-- start of Records supplied --
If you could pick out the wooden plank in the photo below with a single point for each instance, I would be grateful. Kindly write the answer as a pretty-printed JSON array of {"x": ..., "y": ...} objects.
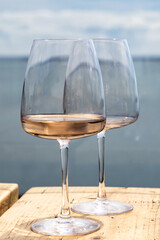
[
  {"x": 143, "y": 223},
  {"x": 8, "y": 196}
]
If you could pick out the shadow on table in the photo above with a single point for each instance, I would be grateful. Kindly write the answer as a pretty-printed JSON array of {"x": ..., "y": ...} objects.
[{"x": 23, "y": 232}]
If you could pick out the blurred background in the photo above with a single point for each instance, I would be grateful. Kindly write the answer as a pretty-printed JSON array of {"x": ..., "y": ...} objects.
[{"x": 132, "y": 152}]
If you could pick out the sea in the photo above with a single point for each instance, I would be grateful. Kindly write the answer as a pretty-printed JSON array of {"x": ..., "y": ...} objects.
[{"x": 132, "y": 153}]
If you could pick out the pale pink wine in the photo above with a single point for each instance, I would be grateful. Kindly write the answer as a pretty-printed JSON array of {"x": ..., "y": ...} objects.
[
  {"x": 63, "y": 126},
  {"x": 118, "y": 121}
]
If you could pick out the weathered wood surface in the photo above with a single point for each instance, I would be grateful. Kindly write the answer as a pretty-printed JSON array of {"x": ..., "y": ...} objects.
[
  {"x": 8, "y": 196},
  {"x": 143, "y": 223}
]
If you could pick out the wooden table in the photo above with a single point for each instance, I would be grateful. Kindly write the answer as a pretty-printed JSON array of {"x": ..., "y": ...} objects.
[
  {"x": 143, "y": 223},
  {"x": 8, "y": 196}
]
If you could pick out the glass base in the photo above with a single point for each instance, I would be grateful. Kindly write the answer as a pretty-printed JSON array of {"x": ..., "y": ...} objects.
[
  {"x": 65, "y": 226},
  {"x": 101, "y": 207}
]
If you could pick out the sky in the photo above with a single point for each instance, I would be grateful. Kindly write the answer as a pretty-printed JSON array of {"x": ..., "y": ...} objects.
[{"x": 22, "y": 21}]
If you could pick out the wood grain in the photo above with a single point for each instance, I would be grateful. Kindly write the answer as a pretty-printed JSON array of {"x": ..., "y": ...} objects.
[
  {"x": 8, "y": 196},
  {"x": 143, "y": 223}
]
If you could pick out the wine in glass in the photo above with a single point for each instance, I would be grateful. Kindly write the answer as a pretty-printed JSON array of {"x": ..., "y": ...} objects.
[
  {"x": 63, "y": 99},
  {"x": 122, "y": 108}
]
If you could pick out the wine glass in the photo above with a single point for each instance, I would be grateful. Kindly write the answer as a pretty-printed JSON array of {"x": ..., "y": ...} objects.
[
  {"x": 63, "y": 99},
  {"x": 122, "y": 108}
]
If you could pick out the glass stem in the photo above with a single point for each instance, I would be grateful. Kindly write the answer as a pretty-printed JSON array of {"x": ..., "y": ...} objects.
[
  {"x": 65, "y": 207},
  {"x": 101, "y": 152}
]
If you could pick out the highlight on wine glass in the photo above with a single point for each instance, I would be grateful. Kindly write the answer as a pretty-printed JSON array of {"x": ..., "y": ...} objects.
[
  {"x": 62, "y": 99},
  {"x": 122, "y": 108}
]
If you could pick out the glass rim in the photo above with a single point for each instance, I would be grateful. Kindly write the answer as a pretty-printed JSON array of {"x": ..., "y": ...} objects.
[
  {"x": 78, "y": 39},
  {"x": 110, "y": 39}
]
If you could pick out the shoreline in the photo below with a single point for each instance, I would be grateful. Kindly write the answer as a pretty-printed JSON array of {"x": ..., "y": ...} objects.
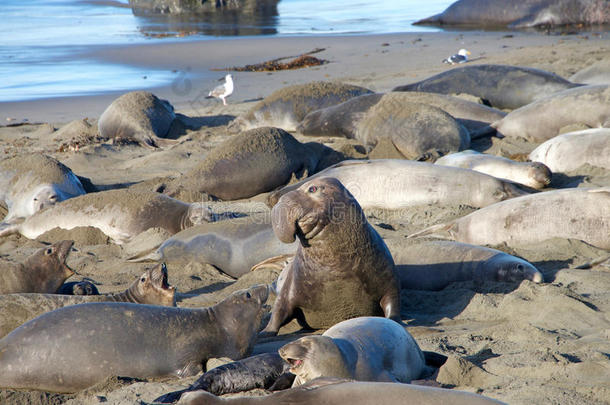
[{"x": 379, "y": 62}]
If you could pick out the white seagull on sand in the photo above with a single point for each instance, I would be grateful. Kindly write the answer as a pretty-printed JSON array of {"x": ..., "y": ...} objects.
[
  {"x": 460, "y": 57},
  {"x": 224, "y": 90}
]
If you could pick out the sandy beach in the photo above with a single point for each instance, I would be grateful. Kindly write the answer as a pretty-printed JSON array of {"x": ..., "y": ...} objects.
[{"x": 522, "y": 344}]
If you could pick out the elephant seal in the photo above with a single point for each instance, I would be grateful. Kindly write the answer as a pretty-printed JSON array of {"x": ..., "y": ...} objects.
[
  {"x": 433, "y": 265},
  {"x": 342, "y": 267},
  {"x": 121, "y": 214},
  {"x": 414, "y": 128},
  {"x": 343, "y": 119},
  {"x": 531, "y": 174},
  {"x": 543, "y": 119},
  {"x": 43, "y": 272},
  {"x": 582, "y": 214},
  {"x": 567, "y": 152},
  {"x": 366, "y": 349},
  {"x": 260, "y": 371},
  {"x": 500, "y": 86},
  {"x": 336, "y": 391},
  {"x": 522, "y": 14},
  {"x": 286, "y": 107},
  {"x": 232, "y": 246},
  {"x": 138, "y": 116},
  {"x": 150, "y": 288},
  {"x": 78, "y": 288},
  {"x": 32, "y": 182},
  {"x": 397, "y": 183},
  {"x": 130, "y": 340},
  {"x": 253, "y": 162}
]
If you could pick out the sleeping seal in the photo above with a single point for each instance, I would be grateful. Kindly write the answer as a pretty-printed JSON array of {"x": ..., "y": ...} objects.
[
  {"x": 500, "y": 86},
  {"x": 365, "y": 349},
  {"x": 531, "y": 174},
  {"x": 286, "y": 107},
  {"x": 342, "y": 268},
  {"x": 570, "y": 213},
  {"x": 130, "y": 340},
  {"x": 32, "y": 182}
]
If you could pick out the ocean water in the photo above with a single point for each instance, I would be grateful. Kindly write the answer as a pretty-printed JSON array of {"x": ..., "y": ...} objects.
[{"x": 41, "y": 39}]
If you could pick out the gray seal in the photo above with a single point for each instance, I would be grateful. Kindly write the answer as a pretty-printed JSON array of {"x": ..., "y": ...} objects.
[
  {"x": 342, "y": 268},
  {"x": 365, "y": 349},
  {"x": 286, "y": 107},
  {"x": 336, "y": 391},
  {"x": 415, "y": 129},
  {"x": 130, "y": 340},
  {"x": 399, "y": 183},
  {"x": 582, "y": 214},
  {"x": 43, "y": 272},
  {"x": 121, "y": 214},
  {"x": 32, "y": 182},
  {"x": 531, "y": 174},
  {"x": 433, "y": 265},
  {"x": 150, "y": 288},
  {"x": 500, "y": 86}
]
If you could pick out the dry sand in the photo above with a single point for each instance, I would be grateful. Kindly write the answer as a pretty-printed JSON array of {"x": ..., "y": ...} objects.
[{"x": 522, "y": 344}]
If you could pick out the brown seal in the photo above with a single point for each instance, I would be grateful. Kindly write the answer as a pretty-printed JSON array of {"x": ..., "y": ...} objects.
[
  {"x": 342, "y": 268},
  {"x": 43, "y": 272}
]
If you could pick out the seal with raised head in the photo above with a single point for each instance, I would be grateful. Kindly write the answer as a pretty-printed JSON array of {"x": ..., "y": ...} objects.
[
  {"x": 574, "y": 213},
  {"x": 32, "y": 182},
  {"x": 588, "y": 106},
  {"x": 121, "y": 214},
  {"x": 433, "y": 265},
  {"x": 342, "y": 268},
  {"x": 286, "y": 107},
  {"x": 414, "y": 128},
  {"x": 500, "y": 86},
  {"x": 569, "y": 151},
  {"x": 130, "y": 340},
  {"x": 399, "y": 183},
  {"x": 522, "y": 14},
  {"x": 365, "y": 349},
  {"x": 150, "y": 288},
  {"x": 531, "y": 174},
  {"x": 138, "y": 116},
  {"x": 250, "y": 163},
  {"x": 43, "y": 272},
  {"x": 337, "y": 391}
]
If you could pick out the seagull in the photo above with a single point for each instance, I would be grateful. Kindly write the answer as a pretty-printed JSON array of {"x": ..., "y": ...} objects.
[
  {"x": 224, "y": 90},
  {"x": 460, "y": 57}
]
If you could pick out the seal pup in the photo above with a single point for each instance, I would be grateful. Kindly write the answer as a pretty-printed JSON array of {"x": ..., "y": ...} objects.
[
  {"x": 365, "y": 349},
  {"x": 286, "y": 107},
  {"x": 500, "y": 86},
  {"x": 150, "y": 288},
  {"x": 541, "y": 120},
  {"x": 531, "y": 174},
  {"x": 399, "y": 183},
  {"x": 582, "y": 214},
  {"x": 121, "y": 214},
  {"x": 32, "y": 182},
  {"x": 342, "y": 268},
  {"x": 247, "y": 164},
  {"x": 260, "y": 371},
  {"x": 569, "y": 151},
  {"x": 43, "y": 272},
  {"x": 138, "y": 116},
  {"x": 337, "y": 391},
  {"x": 131, "y": 340},
  {"x": 523, "y": 14},
  {"x": 433, "y": 265},
  {"x": 343, "y": 119}
]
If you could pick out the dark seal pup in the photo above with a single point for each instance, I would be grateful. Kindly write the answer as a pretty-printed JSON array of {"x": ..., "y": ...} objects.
[{"x": 342, "y": 268}]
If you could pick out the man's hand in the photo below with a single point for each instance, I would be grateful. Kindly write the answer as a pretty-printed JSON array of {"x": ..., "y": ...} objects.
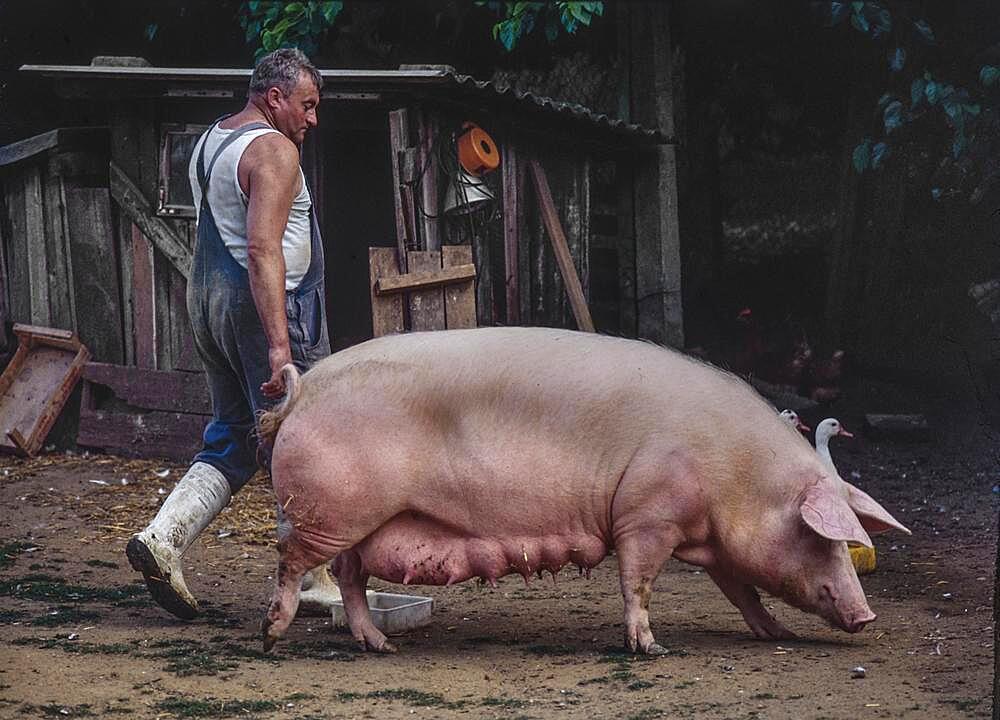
[{"x": 277, "y": 358}]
-- end of Records supplied --
Exercise goal
Write out the part of the records that starts at the line containing "If you could pick out the man's" and runs through the end of the records, leaving out the pictures.

Written response
If you could pick out the man's hand in the photo below with a single point for each instance, I would be grateful. Kindly write the answer as a pretty-printed JSON array of {"x": ..., "y": ...} objects.
[{"x": 277, "y": 358}]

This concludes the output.